RECORD SET |
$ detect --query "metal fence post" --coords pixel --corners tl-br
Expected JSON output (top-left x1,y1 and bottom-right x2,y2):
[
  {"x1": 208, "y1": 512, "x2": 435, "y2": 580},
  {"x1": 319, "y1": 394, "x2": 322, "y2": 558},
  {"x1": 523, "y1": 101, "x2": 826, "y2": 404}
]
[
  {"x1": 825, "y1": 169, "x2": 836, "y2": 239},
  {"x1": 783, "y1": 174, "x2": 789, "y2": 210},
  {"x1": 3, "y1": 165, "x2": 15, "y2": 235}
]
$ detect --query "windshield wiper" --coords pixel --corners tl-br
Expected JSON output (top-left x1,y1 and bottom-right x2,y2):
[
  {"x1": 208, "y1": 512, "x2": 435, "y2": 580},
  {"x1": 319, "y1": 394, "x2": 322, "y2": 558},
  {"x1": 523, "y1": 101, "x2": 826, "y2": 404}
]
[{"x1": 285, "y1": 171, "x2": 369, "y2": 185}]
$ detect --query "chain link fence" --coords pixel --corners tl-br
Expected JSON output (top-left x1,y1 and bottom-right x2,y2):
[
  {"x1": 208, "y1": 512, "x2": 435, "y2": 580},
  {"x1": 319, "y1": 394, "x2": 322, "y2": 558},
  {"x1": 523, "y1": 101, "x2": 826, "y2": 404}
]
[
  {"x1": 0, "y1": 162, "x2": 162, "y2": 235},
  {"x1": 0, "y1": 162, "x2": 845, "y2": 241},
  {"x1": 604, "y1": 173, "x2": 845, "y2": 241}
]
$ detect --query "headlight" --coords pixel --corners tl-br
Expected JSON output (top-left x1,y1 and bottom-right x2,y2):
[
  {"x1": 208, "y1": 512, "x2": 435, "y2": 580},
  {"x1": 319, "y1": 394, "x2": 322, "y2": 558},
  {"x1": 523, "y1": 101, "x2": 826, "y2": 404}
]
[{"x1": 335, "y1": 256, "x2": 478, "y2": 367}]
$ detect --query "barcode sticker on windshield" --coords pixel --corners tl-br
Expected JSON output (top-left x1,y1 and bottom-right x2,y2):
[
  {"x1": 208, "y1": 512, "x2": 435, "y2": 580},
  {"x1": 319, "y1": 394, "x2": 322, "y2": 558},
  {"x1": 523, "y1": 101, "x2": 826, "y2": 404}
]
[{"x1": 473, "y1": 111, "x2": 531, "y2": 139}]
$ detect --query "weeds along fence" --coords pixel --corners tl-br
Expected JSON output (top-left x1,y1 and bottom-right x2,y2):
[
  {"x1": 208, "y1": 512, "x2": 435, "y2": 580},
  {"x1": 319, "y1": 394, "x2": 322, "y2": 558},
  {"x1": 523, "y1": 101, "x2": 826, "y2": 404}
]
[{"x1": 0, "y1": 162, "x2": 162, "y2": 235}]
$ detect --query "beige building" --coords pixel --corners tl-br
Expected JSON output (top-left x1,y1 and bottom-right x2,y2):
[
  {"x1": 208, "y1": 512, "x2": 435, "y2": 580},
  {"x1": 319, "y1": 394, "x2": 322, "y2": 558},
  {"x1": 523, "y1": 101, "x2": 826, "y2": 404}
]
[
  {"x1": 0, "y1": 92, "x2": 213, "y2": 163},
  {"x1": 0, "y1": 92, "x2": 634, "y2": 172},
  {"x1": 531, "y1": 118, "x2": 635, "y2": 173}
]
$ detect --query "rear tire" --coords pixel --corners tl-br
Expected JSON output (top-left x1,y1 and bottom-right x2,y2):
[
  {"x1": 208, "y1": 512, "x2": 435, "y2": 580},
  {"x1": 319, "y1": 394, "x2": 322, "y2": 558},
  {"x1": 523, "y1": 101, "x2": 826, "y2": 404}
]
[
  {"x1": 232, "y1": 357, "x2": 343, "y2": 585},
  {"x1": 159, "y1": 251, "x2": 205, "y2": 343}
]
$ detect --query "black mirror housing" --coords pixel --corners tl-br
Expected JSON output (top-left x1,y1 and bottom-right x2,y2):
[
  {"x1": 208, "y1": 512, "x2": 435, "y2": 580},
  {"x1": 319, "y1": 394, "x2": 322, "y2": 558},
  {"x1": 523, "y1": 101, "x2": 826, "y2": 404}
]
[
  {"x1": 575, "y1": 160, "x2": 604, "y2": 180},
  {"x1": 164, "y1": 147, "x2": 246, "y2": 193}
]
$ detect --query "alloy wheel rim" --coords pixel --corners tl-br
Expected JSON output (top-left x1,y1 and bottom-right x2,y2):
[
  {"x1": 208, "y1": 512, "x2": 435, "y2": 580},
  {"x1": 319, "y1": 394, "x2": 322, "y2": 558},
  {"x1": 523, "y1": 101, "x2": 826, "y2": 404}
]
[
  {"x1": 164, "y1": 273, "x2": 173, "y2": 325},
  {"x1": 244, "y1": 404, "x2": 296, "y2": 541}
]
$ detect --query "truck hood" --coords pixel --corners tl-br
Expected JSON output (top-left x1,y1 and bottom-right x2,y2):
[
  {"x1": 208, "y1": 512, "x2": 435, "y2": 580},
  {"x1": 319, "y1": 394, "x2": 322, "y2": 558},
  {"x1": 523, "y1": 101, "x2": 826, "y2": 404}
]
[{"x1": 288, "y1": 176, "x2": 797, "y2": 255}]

WHAT YOU HAVE TO DO | Reproduce the material above exactly; please quote every line of it.

RIGHT ANSWER |
$ detect --query "metal fence post" --coords pixel --corners tl-br
Expected JSON output (top-left x1,y1 and bottom-right x2,y2):
[
  {"x1": 208, "y1": 512, "x2": 435, "y2": 580},
  {"x1": 319, "y1": 394, "x2": 322, "y2": 558},
  {"x1": 523, "y1": 101, "x2": 826, "y2": 404}
]
[
  {"x1": 825, "y1": 169, "x2": 836, "y2": 239},
  {"x1": 783, "y1": 174, "x2": 789, "y2": 210},
  {"x1": 3, "y1": 165, "x2": 15, "y2": 235}
]
$ detect --query "windshield wiper" --coords pixel --corners tl-br
Expected JSON output (top-left x1,y1 and bottom-right x2,y2):
[
  {"x1": 208, "y1": 512, "x2": 435, "y2": 580},
  {"x1": 319, "y1": 394, "x2": 322, "y2": 558},
  {"x1": 523, "y1": 101, "x2": 826, "y2": 404}
]
[{"x1": 285, "y1": 171, "x2": 369, "y2": 185}]
$ detect --query "chain link fence" --coords pixel --corners tl-br
Expected JSON output (top-left x1,y1 and bottom-right x2,y2):
[
  {"x1": 208, "y1": 512, "x2": 435, "y2": 580},
  {"x1": 319, "y1": 394, "x2": 322, "y2": 558},
  {"x1": 523, "y1": 101, "x2": 826, "y2": 404}
]
[
  {"x1": 0, "y1": 162, "x2": 162, "y2": 235},
  {"x1": 0, "y1": 162, "x2": 845, "y2": 241},
  {"x1": 604, "y1": 173, "x2": 845, "y2": 241}
]
$ detect --query "headlight" --coords pixel --corners tl-br
Expected JSON output (top-left x1,y1 and bottom-right x2,y2):
[
  {"x1": 208, "y1": 512, "x2": 435, "y2": 580},
  {"x1": 319, "y1": 394, "x2": 322, "y2": 558},
  {"x1": 523, "y1": 101, "x2": 826, "y2": 404}
]
[{"x1": 335, "y1": 256, "x2": 478, "y2": 367}]
$ detect --query "barcode sticker on windshield" --coords pixel --corners tl-br
Expected JSON output (top-left x1,y1 and bottom-right x2,y2):
[
  {"x1": 208, "y1": 512, "x2": 435, "y2": 580},
  {"x1": 319, "y1": 394, "x2": 322, "y2": 558},
  {"x1": 523, "y1": 101, "x2": 826, "y2": 404}
]
[{"x1": 473, "y1": 111, "x2": 531, "y2": 139}]
$ detect --query "weeds along fence" --coords pixel --corners tl-br
Expected JSON output (top-left x1,y1 and bottom-right x2,y2):
[
  {"x1": 208, "y1": 512, "x2": 435, "y2": 580},
  {"x1": 319, "y1": 394, "x2": 322, "y2": 558},
  {"x1": 523, "y1": 101, "x2": 826, "y2": 404}
]
[{"x1": 0, "y1": 162, "x2": 162, "y2": 235}]
$ detect --query "beige building" --coords pixel --corners tl-br
Expected JSON output (top-left x1,y1 and bottom-right x2,y2):
[
  {"x1": 208, "y1": 512, "x2": 435, "y2": 580},
  {"x1": 319, "y1": 394, "x2": 322, "y2": 558},
  {"x1": 523, "y1": 101, "x2": 826, "y2": 404}
]
[
  {"x1": 0, "y1": 92, "x2": 213, "y2": 163},
  {"x1": 0, "y1": 92, "x2": 634, "y2": 172},
  {"x1": 531, "y1": 118, "x2": 635, "y2": 173}
]
$ detect --query "rear tire" --coords pixel --corners tl-br
Expected JSON output (top-left x1,y1 and bottom-right x2,y2):
[
  {"x1": 208, "y1": 512, "x2": 435, "y2": 580},
  {"x1": 319, "y1": 394, "x2": 322, "y2": 558},
  {"x1": 523, "y1": 101, "x2": 826, "y2": 404}
]
[
  {"x1": 232, "y1": 357, "x2": 343, "y2": 585},
  {"x1": 159, "y1": 251, "x2": 205, "y2": 343}
]
$ detect --query "black mirror housing" --coords pixel --corners tl-br
Expected JSON output (top-left x1,y1 and bottom-right x2,y2):
[
  {"x1": 208, "y1": 512, "x2": 435, "y2": 580},
  {"x1": 319, "y1": 394, "x2": 322, "y2": 558},
  {"x1": 523, "y1": 101, "x2": 826, "y2": 404}
]
[
  {"x1": 575, "y1": 160, "x2": 604, "y2": 180},
  {"x1": 164, "y1": 147, "x2": 246, "y2": 193}
]
$ detect --query "alloy wheel rim" --coords pixel --corners tl-br
Expected JSON output (top-left x1,y1 and bottom-right x2,y2):
[
  {"x1": 208, "y1": 512, "x2": 435, "y2": 580},
  {"x1": 319, "y1": 394, "x2": 322, "y2": 558},
  {"x1": 523, "y1": 101, "x2": 826, "y2": 404}
]
[
  {"x1": 164, "y1": 273, "x2": 173, "y2": 325},
  {"x1": 244, "y1": 404, "x2": 296, "y2": 541}
]
$ detect --query "truck hood" --coords pixel --corners tl-br
Expected JSON output (top-left x1,y1 and bottom-right x2,y2):
[
  {"x1": 208, "y1": 512, "x2": 435, "y2": 580},
  {"x1": 319, "y1": 394, "x2": 322, "y2": 558},
  {"x1": 523, "y1": 101, "x2": 826, "y2": 404}
]
[{"x1": 288, "y1": 176, "x2": 797, "y2": 255}]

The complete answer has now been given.